**Raw records**
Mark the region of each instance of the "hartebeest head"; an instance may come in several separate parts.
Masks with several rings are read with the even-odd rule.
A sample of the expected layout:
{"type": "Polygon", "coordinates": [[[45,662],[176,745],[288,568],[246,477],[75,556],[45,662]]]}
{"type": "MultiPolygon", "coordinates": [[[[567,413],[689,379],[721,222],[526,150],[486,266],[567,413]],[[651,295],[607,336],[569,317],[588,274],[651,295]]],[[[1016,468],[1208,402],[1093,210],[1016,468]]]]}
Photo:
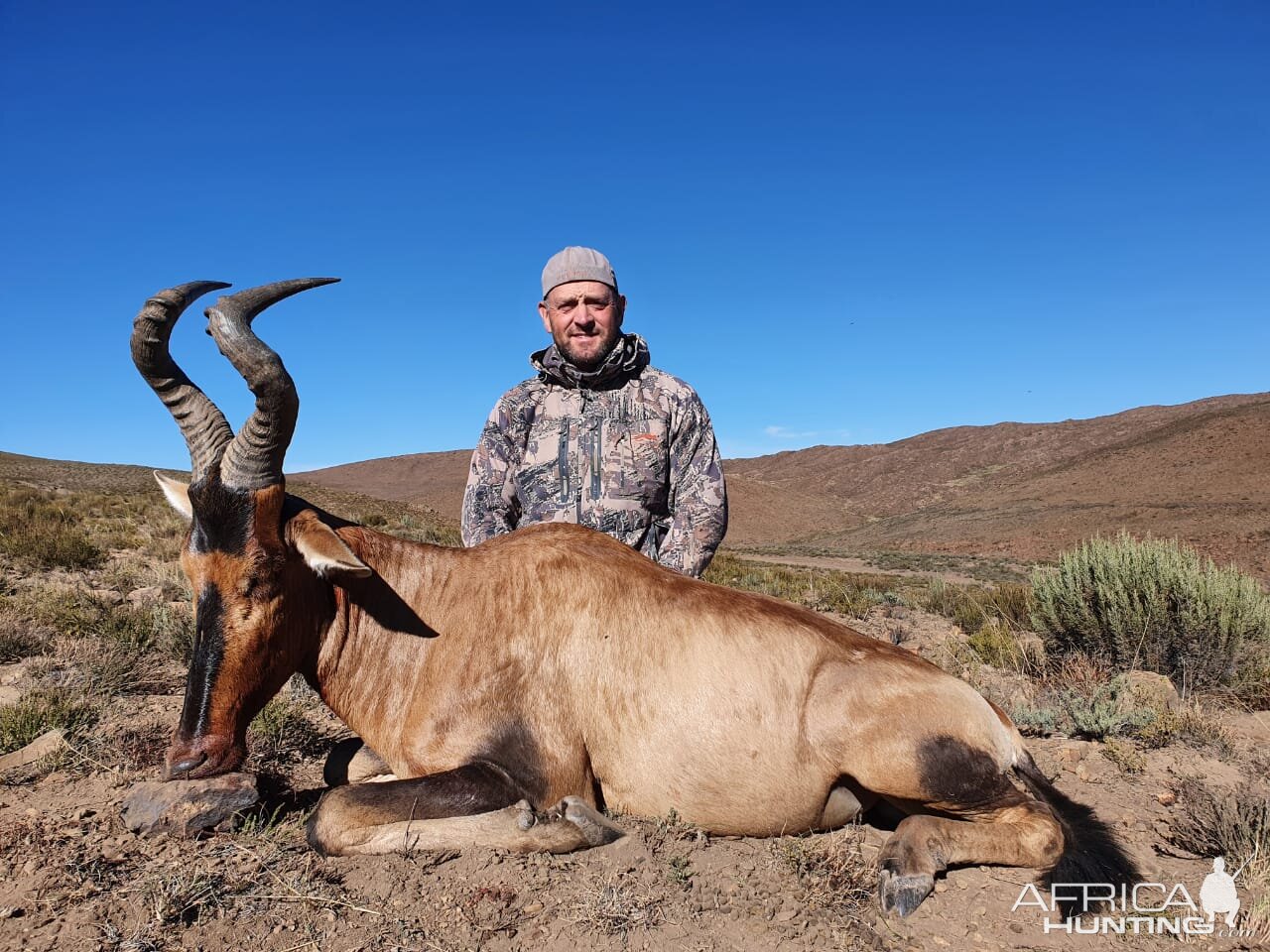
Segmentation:
{"type": "Polygon", "coordinates": [[[300,401],[282,360],[251,330],[269,305],[334,281],[282,281],[207,308],[208,334],[255,395],[255,410],[237,434],[169,353],[171,330],[189,303],[229,286],[198,281],[161,291],[133,321],[132,360],[175,418],[192,465],[188,485],[155,473],[168,501],[189,519],[180,564],[196,614],[169,778],[208,777],[241,764],[248,724],[314,650],[305,636],[330,598],[319,576],[371,572],[286,494],[282,461],[300,401]]]}

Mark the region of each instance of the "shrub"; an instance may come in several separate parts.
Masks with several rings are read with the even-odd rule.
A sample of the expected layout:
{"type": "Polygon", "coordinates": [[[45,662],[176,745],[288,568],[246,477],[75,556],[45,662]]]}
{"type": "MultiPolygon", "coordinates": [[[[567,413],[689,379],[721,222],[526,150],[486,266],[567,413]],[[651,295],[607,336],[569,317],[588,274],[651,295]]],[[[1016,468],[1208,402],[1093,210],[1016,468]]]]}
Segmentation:
{"type": "Polygon", "coordinates": [[[286,693],[269,701],[255,716],[248,727],[248,743],[262,767],[281,767],[330,746],[309,720],[304,704],[286,693]]]}
{"type": "Polygon", "coordinates": [[[1055,655],[1172,678],[1182,691],[1265,693],[1270,597],[1176,539],[1093,538],[1033,576],[1033,625],[1055,655]]]}
{"type": "Polygon", "coordinates": [[[33,691],[17,704],[0,707],[0,754],[25,746],[44,731],[75,731],[97,718],[90,704],[69,691],[33,691]]]}
{"type": "Polygon", "coordinates": [[[27,489],[0,489],[0,552],[44,569],[93,569],[105,559],[77,513],[27,489]]]}
{"type": "Polygon", "coordinates": [[[715,556],[705,579],[716,585],[775,595],[817,612],[856,618],[862,618],[875,605],[903,600],[899,579],[893,575],[763,565],[725,552],[715,556]]]}
{"type": "Polygon", "coordinates": [[[1002,583],[994,588],[950,585],[931,579],[922,607],[955,621],[961,631],[974,633],[986,625],[1002,625],[1015,631],[1027,628],[1031,616],[1031,589],[1002,583]]]}
{"type": "Polygon", "coordinates": [[[1242,925],[1270,934],[1270,797],[1247,783],[1222,790],[1186,777],[1177,801],[1168,842],[1201,857],[1226,857],[1232,875],[1242,868],[1240,887],[1252,900],[1242,925]]]}

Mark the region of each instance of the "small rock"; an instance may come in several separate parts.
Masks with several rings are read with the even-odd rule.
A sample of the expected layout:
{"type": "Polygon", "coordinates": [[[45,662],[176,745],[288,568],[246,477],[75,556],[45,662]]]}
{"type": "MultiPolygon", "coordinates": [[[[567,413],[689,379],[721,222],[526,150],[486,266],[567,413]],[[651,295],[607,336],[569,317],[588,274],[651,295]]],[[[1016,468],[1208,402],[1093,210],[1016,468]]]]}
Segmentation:
{"type": "Polygon", "coordinates": [[[196,836],[230,830],[237,814],[260,802],[255,777],[226,773],[204,781],[145,781],[123,800],[123,825],[133,833],[196,836]]]}
{"type": "Polygon", "coordinates": [[[20,750],[14,750],[11,754],[0,757],[0,770],[11,770],[15,767],[25,767],[27,764],[36,763],[36,760],[42,757],[55,754],[61,750],[65,740],[66,732],[61,727],[53,727],[51,731],[44,731],[20,750]]]}

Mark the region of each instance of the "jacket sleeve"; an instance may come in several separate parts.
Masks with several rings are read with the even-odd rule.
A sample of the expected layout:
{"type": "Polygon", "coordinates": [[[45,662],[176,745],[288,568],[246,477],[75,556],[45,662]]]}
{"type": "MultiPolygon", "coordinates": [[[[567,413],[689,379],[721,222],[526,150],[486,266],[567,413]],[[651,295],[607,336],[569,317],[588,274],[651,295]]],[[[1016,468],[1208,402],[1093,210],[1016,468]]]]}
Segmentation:
{"type": "Polygon", "coordinates": [[[728,491],[710,414],[696,393],[672,426],[669,453],[671,526],[657,561],[700,578],[728,531],[728,491]]]}
{"type": "Polygon", "coordinates": [[[460,526],[464,545],[469,547],[511,532],[521,520],[521,504],[512,479],[518,448],[508,402],[504,395],[494,404],[476,449],[472,451],[460,526]]]}

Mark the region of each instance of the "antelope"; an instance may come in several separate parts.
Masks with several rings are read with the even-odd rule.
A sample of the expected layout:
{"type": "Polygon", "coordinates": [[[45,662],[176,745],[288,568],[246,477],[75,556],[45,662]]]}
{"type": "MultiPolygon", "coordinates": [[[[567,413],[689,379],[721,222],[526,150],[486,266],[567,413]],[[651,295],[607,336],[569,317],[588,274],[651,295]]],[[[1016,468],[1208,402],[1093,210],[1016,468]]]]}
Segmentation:
{"type": "Polygon", "coordinates": [[[889,803],[904,819],[878,859],[888,914],[911,914],[958,864],[1134,878],[1006,713],[906,649],[573,524],[451,548],[290,495],[298,399],[251,322],[333,281],[277,282],[207,308],[255,395],[236,434],[169,352],[189,303],[229,286],[161,291],[133,322],[132,359],[192,468],[188,484],[155,473],[189,520],[180,564],[196,611],[166,779],[236,769],[248,724],[298,671],[364,744],[328,762],[333,788],[307,826],[323,854],[569,852],[621,836],[613,809],[768,836],[889,803]]]}

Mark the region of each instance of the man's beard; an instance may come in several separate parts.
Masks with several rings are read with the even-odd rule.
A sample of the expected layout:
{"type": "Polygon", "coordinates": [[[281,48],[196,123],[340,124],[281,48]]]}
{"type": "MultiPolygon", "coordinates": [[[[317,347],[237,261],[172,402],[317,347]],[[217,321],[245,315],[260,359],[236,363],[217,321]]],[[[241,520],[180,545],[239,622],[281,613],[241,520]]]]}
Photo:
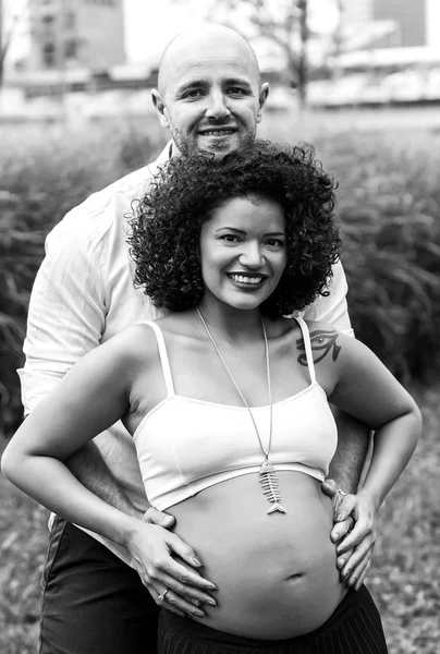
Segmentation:
{"type": "MultiPolygon", "coordinates": [[[[217,123],[216,126],[219,126],[221,123],[217,123]]],[[[231,148],[228,148],[228,150],[224,150],[224,146],[222,146],[219,143],[219,147],[215,147],[215,143],[212,144],[213,147],[210,148],[199,148],[197,147],[196,144],[196,140],[192,138],[190,136],[184,136],[182,134],[182,132],[180,130],[178,130],[178,128],[175,125],[173,125],[172,123],[170,124],[170,131],[171,131],[171,136],[172,140],[174,141],[175,145],[179,148],[179,152],[184,155],[184,156],[190,156],[190,155],[194,155],[200,152],[206,152],[209,153],[211,155],[213,155],[216,158],[219,157],[219,159],[225,157],[227,155],[229,155],[232,152],[237,150],[239,148],[246,148],[253,145],[253,143],[255,142],[255,137],[256,134],[252,134],[249,132],[245,132],[239,141],[237,145],[233,145],[231,146],[231,148]]]]}

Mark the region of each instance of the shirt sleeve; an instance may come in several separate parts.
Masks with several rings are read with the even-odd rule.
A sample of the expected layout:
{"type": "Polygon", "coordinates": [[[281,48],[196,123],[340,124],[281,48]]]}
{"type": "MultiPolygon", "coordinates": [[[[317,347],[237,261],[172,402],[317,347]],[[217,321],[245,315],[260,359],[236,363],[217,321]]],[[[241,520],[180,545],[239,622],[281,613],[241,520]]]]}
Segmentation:
{"type": "Polygon", "coordinates": [[[25,364],[17,371],[25,415],[69,368],[99,344],[106,320],[102,238],[81,206],[46,239],[46,256],[30,294],[25,364]]]}
{"type": "Polygon", "coordinates": [[[333,277],[329,283],[330,294],[325,298],[320,295],[314,304],[304,312],[307,320],[321,320],[330,323],[349,336],[354,336],[346,304],[349,284],[345,272],[340,261],[333,266],[333,277]]]}

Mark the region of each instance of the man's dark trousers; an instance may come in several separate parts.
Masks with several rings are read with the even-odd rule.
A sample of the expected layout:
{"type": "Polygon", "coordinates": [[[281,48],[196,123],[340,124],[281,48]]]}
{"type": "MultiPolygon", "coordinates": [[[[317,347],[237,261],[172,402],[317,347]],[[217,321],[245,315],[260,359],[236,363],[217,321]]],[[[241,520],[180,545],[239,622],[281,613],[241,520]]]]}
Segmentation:
{"type": "Polygon", "coordinates": [[[156,654],[159,608],[135,570],[56,518],[38,654],[156,654]]]}

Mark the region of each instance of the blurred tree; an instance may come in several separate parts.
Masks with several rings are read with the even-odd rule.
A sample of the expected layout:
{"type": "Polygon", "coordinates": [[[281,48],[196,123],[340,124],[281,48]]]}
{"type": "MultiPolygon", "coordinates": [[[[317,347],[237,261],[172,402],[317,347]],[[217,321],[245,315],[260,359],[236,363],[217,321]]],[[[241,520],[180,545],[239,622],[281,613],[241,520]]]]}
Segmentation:
{"type": "MultiPolygon", "coordinates": [[[[310,36],[308,0],[217,0],[219,9],[247,10],[248,21],[258,36],[274,43],[285,57],[290,84],[297,88],[300,106],[307,101],[310,36]]],[[[229,22],[232,25],[232,21],[229,22]]]]}
{"type": "Polygon", "coordinates": [[[7,59],[8,50],[12,44],[15,27],[19,22],[19,15],[14,14],[12,23],[7,29],[4,26],[4,13],[3,13],[3,1],[0,0],[0,88],[3,85],[4,78],[4,62],[7,59]]]}

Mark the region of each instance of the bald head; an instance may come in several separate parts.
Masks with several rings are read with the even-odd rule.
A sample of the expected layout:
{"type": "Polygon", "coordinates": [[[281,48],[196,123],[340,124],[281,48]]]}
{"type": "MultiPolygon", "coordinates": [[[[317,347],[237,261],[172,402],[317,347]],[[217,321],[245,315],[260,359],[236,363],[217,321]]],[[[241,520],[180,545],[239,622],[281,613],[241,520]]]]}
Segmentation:
{"type": "Polygon", "coordinates": [[[203,24],[169,44],[151,99],[173,153],[221,158],[254,142],[268,93],[247,40],[229,27],[203,24]]]}
{"type": "Polygon", "coordinates": [[[260,84],[257,57],[247,39],[224,25],[203,23],[197,28],[178,34],[163,50],[159,64],[158,86],[166,93],[167,83],[178,62],[197,61],[215,57],[240,57],[243,65],[260,84]]]}

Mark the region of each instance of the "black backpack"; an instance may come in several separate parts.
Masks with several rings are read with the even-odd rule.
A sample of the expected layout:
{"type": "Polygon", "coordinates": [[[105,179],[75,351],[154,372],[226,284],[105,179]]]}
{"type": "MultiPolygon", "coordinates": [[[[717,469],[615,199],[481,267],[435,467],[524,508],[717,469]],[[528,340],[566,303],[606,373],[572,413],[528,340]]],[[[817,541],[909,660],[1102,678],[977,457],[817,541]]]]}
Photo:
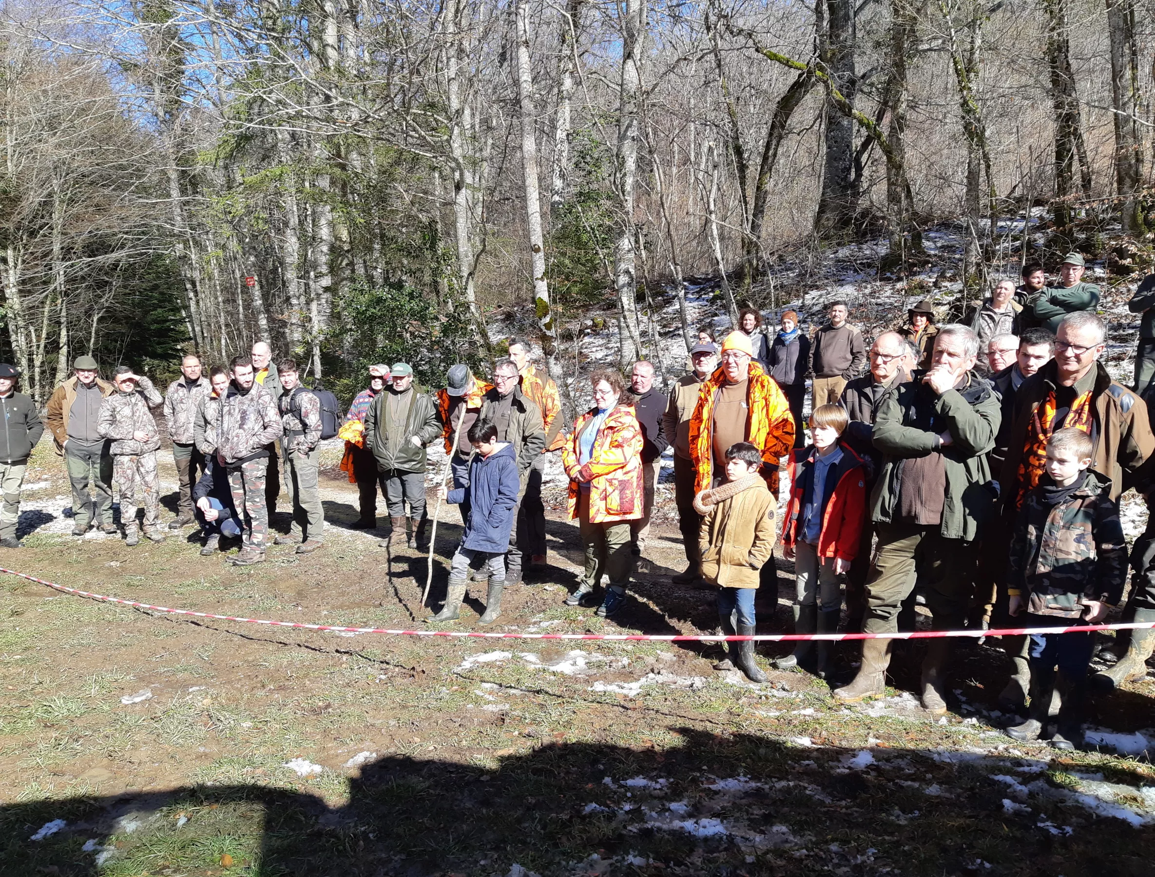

**Exercise description**
Locate each line in the records above that contains the word "region", and copy every such line.

**Completed task**
Mark the region of each instance of the "hartebeest head"; an instance may come in several separate parts.
Mark the region of each instance of the "shrub"; an instance may come in several separate parts.
Mark the region of each instance of the "small rock"; an instance may come in several separate parts.
Mark the region of each instance of the "jacket sleeve"; an instance may come in several separate parts.
Mark the region of each instance of the "antelope"; an instance may come in several separate parts.
Mark the region of each instance of the man's beard; an instance may come in several separate parts.
Mark the region of each instance of the shirt sleeve; an instance may come in several separate parts.
Mark the region of each instance of the man's dark trousers; an instance may come in several separate parts.
Mark the region of each instance of the blurred tree; an instance may come in several separate parts.
Mark the region of each instance of the bald head; an instance may come in several separate parts.
Mark the region of each instance of the "black backpack"; an instance may come in several separate parts.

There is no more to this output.